● **Required work**
Without the pictures, print each of the records below exactly as it appears.

● **Records shown**
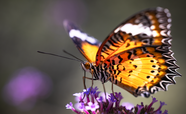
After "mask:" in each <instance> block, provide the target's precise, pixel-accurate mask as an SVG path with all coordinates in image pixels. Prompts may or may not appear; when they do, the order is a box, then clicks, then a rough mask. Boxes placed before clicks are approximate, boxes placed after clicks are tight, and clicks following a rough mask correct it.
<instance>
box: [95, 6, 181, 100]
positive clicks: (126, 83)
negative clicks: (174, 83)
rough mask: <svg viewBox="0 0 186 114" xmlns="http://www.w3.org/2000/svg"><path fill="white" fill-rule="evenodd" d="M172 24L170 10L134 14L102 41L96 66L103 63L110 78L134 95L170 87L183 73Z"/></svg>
mask: <svg viewBox="0 0 186 114" xmlns="http://www.w3.org/2000/svg"><path fill="white" fill-rule="evenodd" d="M170 26H171V19H170V13H169V11H168V9H164V8H160V7H158V8H156V9H149V10H145V11H142V12H140V13H138V14H136V15H134V16H132V17H131V18H130V19H128V20H127V21H125V22H123V23H122V24H120V25H119V26H118V27H117V28H116V29H115V30H114V31H113V32H112V33H111V34H110V35H109V36H108V37H107V38H106V39H105V41H104V42H103V43H102V45H101V46H100V48H99V50H98V52H97V56H96V65H97V66H99V65H100V64H103V65H104V67H105V68H107V69H109V70H108V72H109V73H110V74H111V76H112V78H110V80H111V81H112V82H113V83H115V84H116V85H118V86H120V87H122V88H123V89H125V90H127V91H128V92H130V93H132V94H133V95H134V96H140V95H143V96H145V97H149V95H150V94H152V93H154V92H156V91H158V90H166V89H167V85H169V84H174V83H175V81H174V77H175V76H180V74H179V73H177V72H176V69H177V68H178V66H177V65H176V64H175V61H176V60H175V59H174V57H173V56H172V55H173V52H172V51H171V50H170V47H171V43H170V41H171V39H172V38H171V35H170Z"/></svg>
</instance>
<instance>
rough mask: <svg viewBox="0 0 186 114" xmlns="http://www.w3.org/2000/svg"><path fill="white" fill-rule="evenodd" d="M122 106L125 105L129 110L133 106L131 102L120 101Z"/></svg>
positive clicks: (133, 105)
mask: <svg viewBox="0 0 186 114" xmlns="http://www.w3.org/2000/svg"><path fill="white" fill-rule="evenodd" d="M122 106H125V108H126V109H127V110H131V109H132V108H133V107H134V105H133V104H132V103H128V102H124V103H122Z"/></svg>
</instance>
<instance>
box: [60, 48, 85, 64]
mask: <svg viewBox="0 0 186 114" xmlns="http://www.w3.org/2000/svg"><path fill="white" fill-rule="evenodd" d="M63 52H64V53H66V54H68V55H70V56H72V57H74V58H76V59H77V60H79V61H81V62H82V63H83V62H84V61H83V60H81V59H79V58H77V57H76V56H74V55H72V54H71V53H69V52H67V51H65V50H63Z"/></svg>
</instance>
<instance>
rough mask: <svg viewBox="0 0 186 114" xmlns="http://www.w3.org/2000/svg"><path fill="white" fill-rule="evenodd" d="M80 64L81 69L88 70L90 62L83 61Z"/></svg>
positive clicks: (90, 64) (89, 68) (86, 70)
mask: <svg viewBox="0 0 186 114" xmlns="http://www.w3.org/2000/svg"><path fill="white" fill-rule="evenodd" d="M81 66H82V68H83V70H85V71H90V69H91V66H92V64H91V63H89V62H84V63H81Z"/></svg>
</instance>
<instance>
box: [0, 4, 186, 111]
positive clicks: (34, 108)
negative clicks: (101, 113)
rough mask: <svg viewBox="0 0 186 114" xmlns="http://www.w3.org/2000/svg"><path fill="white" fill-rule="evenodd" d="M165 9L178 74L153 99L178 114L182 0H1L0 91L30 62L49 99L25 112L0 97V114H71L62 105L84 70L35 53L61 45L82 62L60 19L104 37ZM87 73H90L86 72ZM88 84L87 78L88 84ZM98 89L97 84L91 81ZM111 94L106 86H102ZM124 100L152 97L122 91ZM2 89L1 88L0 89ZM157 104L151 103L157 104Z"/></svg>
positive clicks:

● **Output of the exercise**
After "mask:" in each <instance> block, provide the target's precise, pixel-accurate mask as an SVG path with all coordinates in image pixels. Prompts may or may not appear; when they do, the order is a box, then clicks, then a rough mask. Boxes placed before clicks are approximate, boxes placed after clicks are tight, and clicks following a rough mask correct it.
<instance>
box: [95, 6, 181, 100]
positive clicks: (126, 83)
negative clicks: (174, 83)
rough mask: <svg viewBox="0 0 186 114" xmlns="http://www.w3.org/2000/svg"><path fill="white" fill-rule="evenodd" d="M172 24L170 10L134 14L102 41L96 66L103 63L110 78L134 95L170 87L183 73Z"/></svg>
mask: <svg viewBox="0 0 186 114" xmlns="http://www.w3.org/2000/svg"><path fill="white" fill-rule="evenodd" d="M170 26H171V19H170V13H169V11H168V9H164V8H160V7H158V8H156V9H149V10H145V11H142V12H140V13H138V14H136V15H134V16H132V17H131V18H130V19H128V20H127V21H125V22H123V23H122V24H120V25H119V26H118V27H117V28H116V29H115V30H114V31H113V32H112V33H111V34H110V35H109V36H108V37H107V38H106V39H105V41H104V42H103V43H102V45H101V46H100V48H99V50H98V52H97V56H96V65H97V66H99V65H100V64H103V65H104V67H105V68H107V69H109V70H108V72H109V73H110V74H111V76H112V78H110V80H111V81H112V82H113V83H115V84H116V85H118V86H120V87H122V88H123V89H125V90H127V91H128V92H130V93H132V94H133V95H134V96H140V95H143V96H145V97H149V95H150V94H152V93H154V92H156V91H158V90H166V89H167V85H169V84H174V83H175V81H174V77H175V76H180V74H179V73H177V72H176V69H177V68H178V66H177V65H176V64H175V61H176V60H175V59H174V57H173V56H172V55H173V52H172V51H171V50H170V47H171V43H170V41H171V39H172V38H171V35H170Z"/></svg>
</instance>
<instance>
rough mask: <svg viewBox="0 0 186 114" xmlns="http://www.w3.org/2000/svg"><path fill="white" fill-rule="evenodd" d="M122 106L125 105L129 110L133 106L131 102L120 101Z"/></svg>
positive clicks: (133, 105)
mask: <svg viewBox="0 0 186 114" xmlns="http://www.w3.org/2000/svg"><path fill="white" fill-rule="evenodd" d="M122 106H125V108H126V109H127V110H131V109H132V108H133V107H134V105H133V104H132V103H128V102H124V103H122Z"/></svg>
</instance>
<instance>
box: [60, 48, 85, 64]
mask: <svg viewBox="0 0 186 114" xmlns="http://www.w3.org/2000/svg"><path fill="white" fill-rule="evenodd" d="M63 52H64V53H66V54H68V55H70V56H72V57H74V58H76V59H77V60H79V61H81V62H82V63H83V62H84V61H83V60H81V59H79V58H77V57H76V56H74V55H72V54H71V53H69V52H67V51H65V50H63Z"/></svg>
</instance>
<instance>
rough mask: <svg viewBox="0 0 186 114" xmlns="http://www.w3.org/2000/svg"><path fill="white" fill-rule="evenodd" d="M80 64L81 69L88 70L90 62L83 61Z"/></svg>
positive clicks: (90, 64) (89, 68) (86, 70)
mask: <svg viewBox="0 0 186 114" xmlns="http://www.w3.org/2000/svg"><path fill="white" fill-rule="evenodd" d="M81 66H82V68H83V70H85V71H90V69H91V66H92V64H91V63H89V62H84V63H81Z"/></svg>
</instance>
<instance>
box: [0, 4, 186, 111]
positive clicks: (34, 108)
negative clicks: (101, 113)
rough mask: <svg viewBox="0 0 186 114" xmlns="http://www.w3.org/2000/svg"><path fill="white" fill-rule="evenodd" d="M165 9L178 74L153 99L178 114L182 0H1L0 91L30 62L49 99L25 112L0 97V114H71L62 105L84 70L35 53L61 45L82 62L60 19L104 37ZM87 73H90L86 72ZM88 84L87 78L88 84ZM98 89L97 84L91 81ZM111 94L106 86H102ZM124 100L152 97L122 91ZM2 89L1 88L0 89ZM157 104L151 103L157 104Z"/></svg>
positive clicks:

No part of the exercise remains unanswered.